> _Task requirements_: Reproduce the data starting at the beginning and ending at the line containing "(366, 513), (384, 534)", renaming every "bounding box" to "rectangle" and keeping everything else unchanged. Omit the pictures from your answer.
BEGIN Stored data
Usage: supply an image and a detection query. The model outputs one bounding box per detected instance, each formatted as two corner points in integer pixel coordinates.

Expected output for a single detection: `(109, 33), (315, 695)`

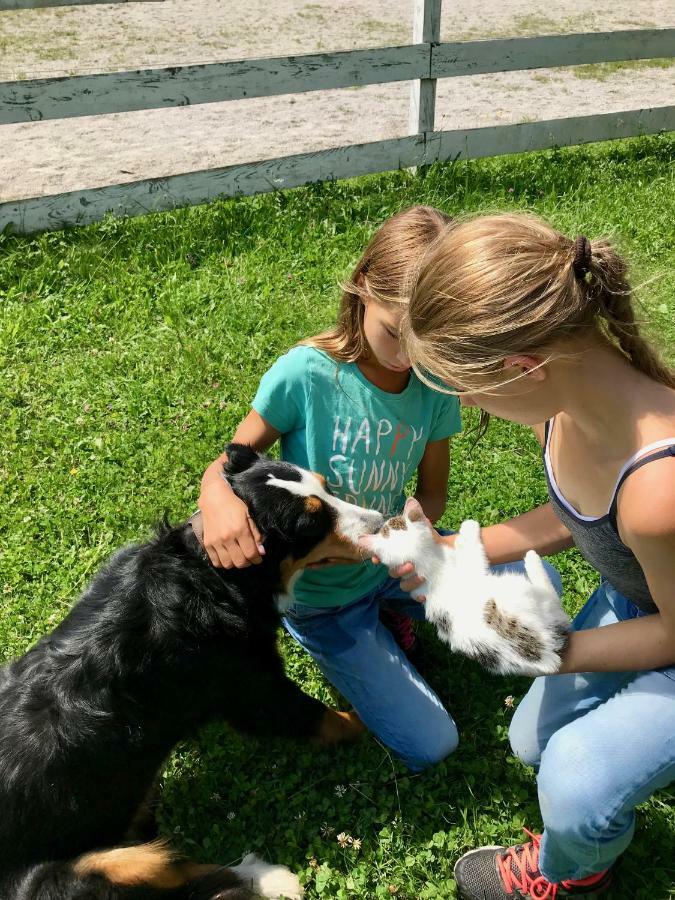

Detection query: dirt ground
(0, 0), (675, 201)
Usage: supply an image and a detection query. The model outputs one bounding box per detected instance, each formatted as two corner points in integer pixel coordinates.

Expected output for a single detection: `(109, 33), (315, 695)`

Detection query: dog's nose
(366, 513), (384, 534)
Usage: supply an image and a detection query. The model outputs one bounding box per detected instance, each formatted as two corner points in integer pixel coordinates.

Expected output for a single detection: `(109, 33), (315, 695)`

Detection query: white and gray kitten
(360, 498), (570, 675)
END Stored data
> _In response_:
Usage: supply an image and a detection query. The model outputs one rectangle per detected instance, each formatted as two corner points in integer pixel coordinates.

Expected output for a single detection: `(109, 33), (315, 695)`


Detection query: dirt ground
(0, 0), (675, 201)
Usage: supply an image and a detection query. The model outputs one rectangle per detected instance, each formatted as two corner points in integer pixel coordinates.

Expected output for a single detection: `(109, 33), (315, 695)`

Detection query: dog's nose
(366, 513), (384, 534)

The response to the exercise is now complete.